:: DOCUMENT PASSAGE ::
# Any tips for joining the union in Arizona?



## John Valdes (May 17, 2007)

Welcome to Electrician Talk. 
Thanks for taking the time to fill out your profile.


----------



## splatz (May 23, 2015)

You have a major leg up I'd just remember you're still the new kid so just like your first day, listen to instructions, demonstrate good work habits, ask intelligent questions, listen very carefully to the answers, expect to learn a new way of doing things, might run a much tighter ship than you're used to, and might be a while before you're doing the good stuff. 



Georgi74 said:


> So I went to trade school, worked as an electrician for 2 years, I would say I'm almost a junior mechanic but just don't know some codes when it comes to commercial work, iv done total residential work from the ground up wiring, devicing, troubleshoot, alterations and a good amount of commercial work in terms of retrofitting old warehouses from the NYC terminal produce market place, building cement factories, offices, apartment buildings, laying EMT, rigid, galvanized pipe, all sorts of commercial work but I always worked with a mechanic and I can perform the Job perfectly under the suprivison of an mechanic, it was all non union BTW. So I'm joining local 640 IBEW in Arizona Phoenix and I'll be starting as an apprentice from the ground up , any tips or something ? Im really nervous I don't want to fk anything up or hold anyone back, any tips u guys can give me? Like attitude, work ethnic, speed, all that. I would say I'm very focused and serious but is there something in particular I need to know about joining unions or being part of the team or what I should brush up on? It's all commercial obviously, thanks I really appreciate it, I don't want to fk up my future or make myself look bad. Thanks


----------

:: TASK A ::
Print the part of the records that opens with the line containing "Please place a point on the curved" and closes with the line containing "column 71, row 129", including both of those lines, word for word.
The forum thread and the records have no connection to each other.

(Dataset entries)
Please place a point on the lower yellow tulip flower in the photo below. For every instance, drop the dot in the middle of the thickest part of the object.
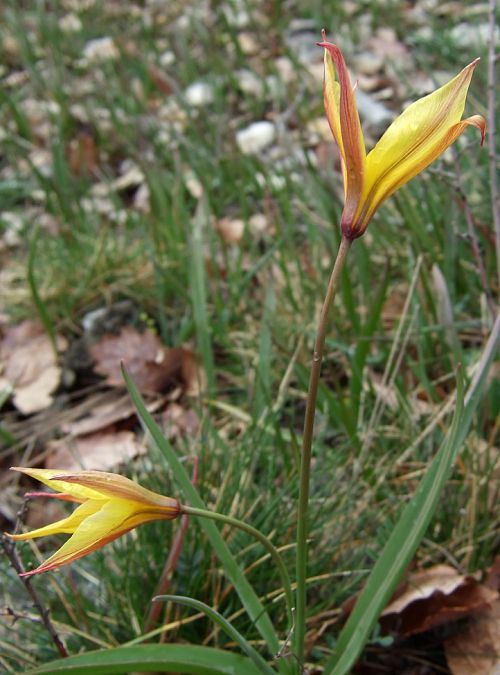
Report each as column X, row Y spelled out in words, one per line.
column 110, row 505
column 414, row 140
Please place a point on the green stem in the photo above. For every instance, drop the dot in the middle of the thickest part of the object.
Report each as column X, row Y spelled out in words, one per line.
column 226, row 626
column 305, row 465
column 272, row 550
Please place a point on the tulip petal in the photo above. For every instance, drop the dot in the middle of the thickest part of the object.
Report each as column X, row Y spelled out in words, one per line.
column 112, row 485
column 343, row 117
column 65, row 526
column 46, row 476
column 415, row 139
column 93, row 532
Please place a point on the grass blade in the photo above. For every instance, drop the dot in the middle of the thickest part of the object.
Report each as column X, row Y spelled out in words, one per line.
column 246, row 593
column 397, row 553
column 226, row 626
column 151, row 658
column 412, row 524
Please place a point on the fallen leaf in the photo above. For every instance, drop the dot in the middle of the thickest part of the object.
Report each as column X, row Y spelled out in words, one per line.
column 28, row 366
column 432, row 597
column 231, row 230
column 101, row 451
column 476, row 648
column 152, row 366
column 103, row 415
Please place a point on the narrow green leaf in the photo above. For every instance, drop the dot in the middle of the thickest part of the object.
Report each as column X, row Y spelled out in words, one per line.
column 412, row 524
column 199, row 294
column 39, row 303
column 226, row 626
column 398, row 551
column 151, row 658
column 246, row 593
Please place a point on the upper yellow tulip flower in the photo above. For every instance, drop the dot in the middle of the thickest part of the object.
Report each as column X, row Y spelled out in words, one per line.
column 414, row 140
column 110, row 505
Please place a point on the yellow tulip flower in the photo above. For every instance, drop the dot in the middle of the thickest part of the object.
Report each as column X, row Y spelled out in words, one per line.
column 414, row 140
column 110, row 505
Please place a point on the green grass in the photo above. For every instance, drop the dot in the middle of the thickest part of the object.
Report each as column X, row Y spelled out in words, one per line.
column 249, row 310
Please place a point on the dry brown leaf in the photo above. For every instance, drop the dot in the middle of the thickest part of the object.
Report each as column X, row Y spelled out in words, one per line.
column 231, row 230
column 152, row 366
column 476, row 649
column 28, row 366
column 432, row 597
column 105, row 414
column 101, row 451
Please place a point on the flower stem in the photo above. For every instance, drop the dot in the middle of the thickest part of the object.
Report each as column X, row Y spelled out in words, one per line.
column 305, row 465
column 272, row 550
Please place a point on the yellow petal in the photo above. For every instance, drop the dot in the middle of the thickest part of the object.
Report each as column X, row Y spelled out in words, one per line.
column 414, row 140
column 46, row 476
column 93, row 532
column 65, row 526
column 112, row 485
column 343, row 117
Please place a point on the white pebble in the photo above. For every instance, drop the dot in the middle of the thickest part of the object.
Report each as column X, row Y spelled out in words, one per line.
column 101, row 49
column 256, row 137
column 199, row 94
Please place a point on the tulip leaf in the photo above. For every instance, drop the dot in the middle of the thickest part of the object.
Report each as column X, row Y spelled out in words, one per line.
column 226, row 626
column 247, row 595
column 411, row 526
column 151, row 658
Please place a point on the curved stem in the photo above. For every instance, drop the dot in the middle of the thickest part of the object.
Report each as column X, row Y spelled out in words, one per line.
column 272, row 550
column 305, row 465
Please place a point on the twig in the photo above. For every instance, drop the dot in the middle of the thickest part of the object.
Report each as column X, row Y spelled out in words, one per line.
column 495, row 202
column 170, row 564
column 305, row 464
column 11, row 553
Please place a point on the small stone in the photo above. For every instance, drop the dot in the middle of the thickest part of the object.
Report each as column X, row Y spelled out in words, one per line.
column 256, row 137
column 199, row 94
column 258, row 224
column 166, row 59
column 286, row 69
column 99, row 50
column 193, row 184
column 248, row 44
column 70, row 23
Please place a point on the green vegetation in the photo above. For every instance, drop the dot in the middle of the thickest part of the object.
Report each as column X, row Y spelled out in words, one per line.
column 71, row 129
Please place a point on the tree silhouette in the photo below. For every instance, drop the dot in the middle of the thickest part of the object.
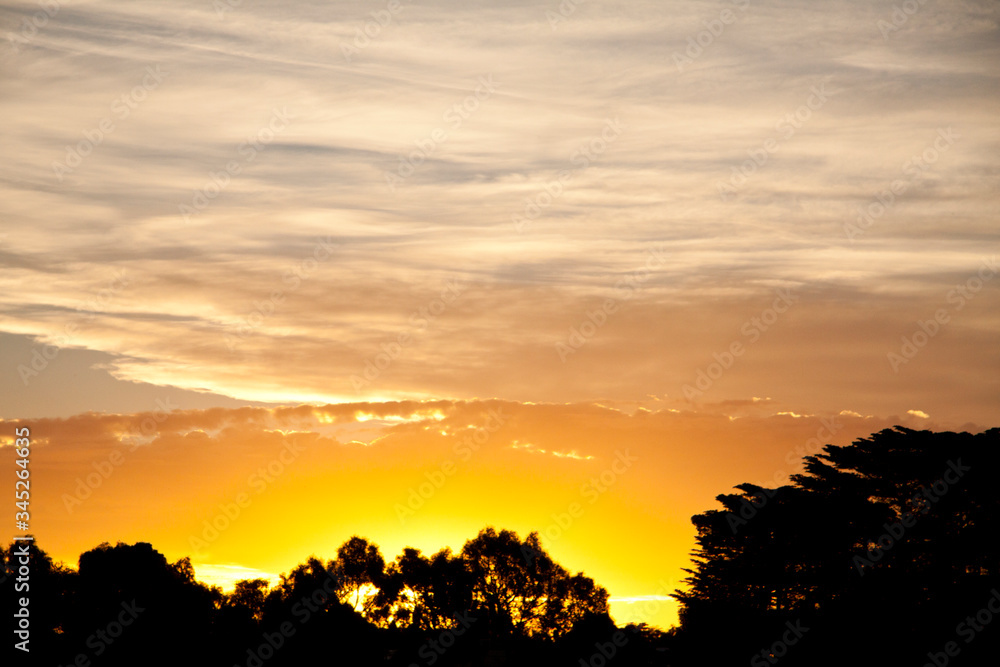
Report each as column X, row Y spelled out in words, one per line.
column 902, row 524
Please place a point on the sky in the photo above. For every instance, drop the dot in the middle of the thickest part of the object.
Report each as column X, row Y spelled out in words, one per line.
column 704, row 233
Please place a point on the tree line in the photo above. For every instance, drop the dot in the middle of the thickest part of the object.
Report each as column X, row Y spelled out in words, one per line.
column 882, row 552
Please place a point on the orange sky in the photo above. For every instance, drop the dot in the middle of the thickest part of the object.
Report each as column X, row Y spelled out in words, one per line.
column 254, row 491
column 251, row 232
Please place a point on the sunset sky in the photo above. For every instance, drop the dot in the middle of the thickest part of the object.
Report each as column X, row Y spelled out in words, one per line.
column 664, row 242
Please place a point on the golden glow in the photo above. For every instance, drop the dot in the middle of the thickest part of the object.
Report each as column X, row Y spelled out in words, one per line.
column 611, row 492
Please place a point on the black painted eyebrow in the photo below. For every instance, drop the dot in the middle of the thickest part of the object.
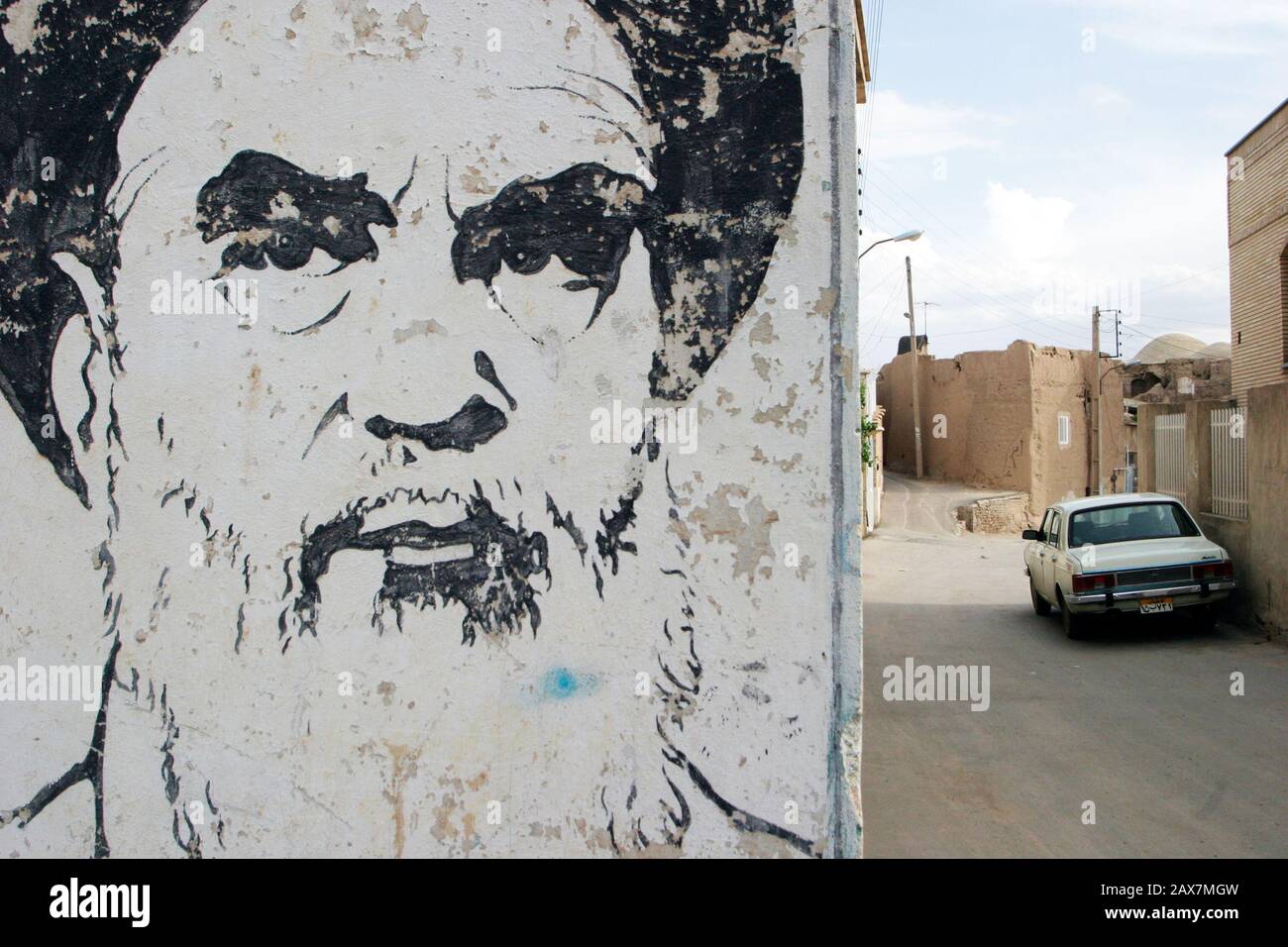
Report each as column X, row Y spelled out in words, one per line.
column 282, row 213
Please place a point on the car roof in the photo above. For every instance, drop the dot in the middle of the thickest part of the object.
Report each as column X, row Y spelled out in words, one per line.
column 1083, row 502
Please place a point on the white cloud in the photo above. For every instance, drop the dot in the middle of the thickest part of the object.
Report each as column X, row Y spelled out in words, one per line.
column 907, row 129
column 1103, row 97
column 1025, row 227
column 1192, row 27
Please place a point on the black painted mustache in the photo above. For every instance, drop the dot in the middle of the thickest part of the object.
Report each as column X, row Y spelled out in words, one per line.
column 492, row 582
column 476, row 423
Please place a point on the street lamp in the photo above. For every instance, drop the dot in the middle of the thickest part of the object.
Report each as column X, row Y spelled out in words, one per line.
column 912, row 338
column 906, row 235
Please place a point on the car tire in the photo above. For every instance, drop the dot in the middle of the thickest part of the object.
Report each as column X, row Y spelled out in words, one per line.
column 1039, row 604
column 1074, row 626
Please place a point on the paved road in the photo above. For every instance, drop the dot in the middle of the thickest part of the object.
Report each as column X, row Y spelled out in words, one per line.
column 1140, row 720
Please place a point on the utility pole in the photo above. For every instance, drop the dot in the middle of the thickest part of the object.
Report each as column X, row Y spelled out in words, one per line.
column 915, row 392
column 925, row 316
column 1094, row 487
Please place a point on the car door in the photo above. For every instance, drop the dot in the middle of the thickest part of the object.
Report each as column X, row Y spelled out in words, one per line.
column 1030, row 552
column 1050, row 554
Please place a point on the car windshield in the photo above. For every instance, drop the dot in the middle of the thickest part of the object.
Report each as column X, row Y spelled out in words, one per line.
column 1145, row 521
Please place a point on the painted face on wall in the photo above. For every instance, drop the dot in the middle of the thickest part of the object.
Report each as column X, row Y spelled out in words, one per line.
column 389, row 295
column 356, row 393
column 351, row 442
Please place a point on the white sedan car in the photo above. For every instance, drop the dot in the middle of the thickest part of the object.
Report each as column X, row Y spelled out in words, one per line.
column 1125, row 553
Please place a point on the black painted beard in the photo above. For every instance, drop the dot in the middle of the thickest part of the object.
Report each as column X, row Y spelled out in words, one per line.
column 480, row 562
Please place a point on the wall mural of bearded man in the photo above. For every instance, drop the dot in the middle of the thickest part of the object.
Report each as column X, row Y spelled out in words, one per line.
column 382, row 347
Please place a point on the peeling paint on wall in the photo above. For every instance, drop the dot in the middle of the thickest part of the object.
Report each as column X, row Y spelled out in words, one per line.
column 314, row 463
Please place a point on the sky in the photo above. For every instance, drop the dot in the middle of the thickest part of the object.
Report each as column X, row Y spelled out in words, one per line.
column 1057, row 154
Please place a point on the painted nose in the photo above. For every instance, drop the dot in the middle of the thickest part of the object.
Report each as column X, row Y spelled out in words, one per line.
column 476, row 423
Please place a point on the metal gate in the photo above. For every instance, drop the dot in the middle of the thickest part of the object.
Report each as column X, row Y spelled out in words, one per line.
column 1170, row 455
column 1229, row 463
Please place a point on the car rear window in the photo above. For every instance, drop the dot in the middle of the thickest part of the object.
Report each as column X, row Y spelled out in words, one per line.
column 1145, row 521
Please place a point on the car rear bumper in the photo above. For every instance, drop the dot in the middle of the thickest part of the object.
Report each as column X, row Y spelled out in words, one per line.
column 1128, row 600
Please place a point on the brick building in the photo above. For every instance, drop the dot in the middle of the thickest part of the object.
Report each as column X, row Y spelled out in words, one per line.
column 1257, row 206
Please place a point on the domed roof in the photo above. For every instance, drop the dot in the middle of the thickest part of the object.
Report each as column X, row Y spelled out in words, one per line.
column 1172, row 346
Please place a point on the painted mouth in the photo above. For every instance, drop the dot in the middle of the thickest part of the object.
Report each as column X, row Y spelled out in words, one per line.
column 478, row 560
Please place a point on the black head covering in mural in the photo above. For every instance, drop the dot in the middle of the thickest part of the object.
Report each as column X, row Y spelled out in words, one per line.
column 63, row 94
column 715, row 80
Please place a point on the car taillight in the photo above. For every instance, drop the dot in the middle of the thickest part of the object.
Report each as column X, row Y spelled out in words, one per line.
column 1094, row 582
column 1212, row 571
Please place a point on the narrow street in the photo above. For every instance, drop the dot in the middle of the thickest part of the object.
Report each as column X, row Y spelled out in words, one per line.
column 1138, row 720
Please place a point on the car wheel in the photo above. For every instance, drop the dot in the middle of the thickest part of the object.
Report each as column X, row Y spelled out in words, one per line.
column 1039, row 604
column 1074, row 626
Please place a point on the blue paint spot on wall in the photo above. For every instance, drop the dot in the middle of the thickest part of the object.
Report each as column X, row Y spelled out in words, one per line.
column 563, row 684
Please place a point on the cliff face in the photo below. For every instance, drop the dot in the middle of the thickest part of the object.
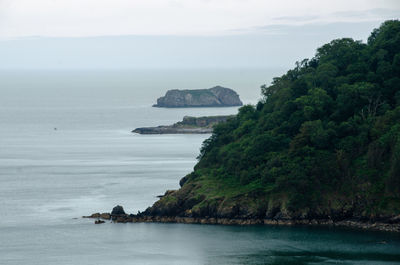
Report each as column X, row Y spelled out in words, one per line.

:: TASK B ::
Please output, verbatim, the part of the forum thread that opens with the words containing "Thanks for taking" and closes with "the good stuff.".

:: TASK SOLUTION A ::
Please place a point on the curved stem in the photo above. For every instance, drop the dot in the middle of the thickest part of the object.
Report each as column X, row Y spelled out in words, one per line.
column 272, row 550
column 305, row 465
Please place a point on the twig in the photo above. For every instance, drop the dot in the middle of the thickest part of the object.
Report each as column X, row Y spelled out in words, one per line.
column 495, row 202
column 170, row 564
column 305, row 464
column 11, row 553
Please place a point on the small stone in the photo above. For every instance, drop the dot in the middle of the thickest part of the object.
Report each as column X, row Y spelled out in words, one per line.
column 256, row 137
column 199, row 94
column 258, row 224
column 166, row 59
column 286, row 69
column 99, row 50
column 193, row 184
column 248, row 44
column 70, row 23
Please place a point on the green vegetation in the photo above. For every instance, drop the dot in the middle of the thickest part of the object.
Report each as column X, row Y spelled out in words, one per line.
column 71, row 129

:: TASK SOLUTION B ::
Thanks for taking the time to fill out your profile.


----------



## splatz (May 23, 2015)

You have a major leg up I'd just remember you're still the new kid so just like your first day, listen to instructions, demonstrate good work habits, ask intelligent questions, listen very carefully to the answers, expect to learn a new way of doing things, might run a much tighter ship than you're used to, and might be a while before you're doing the good stuff.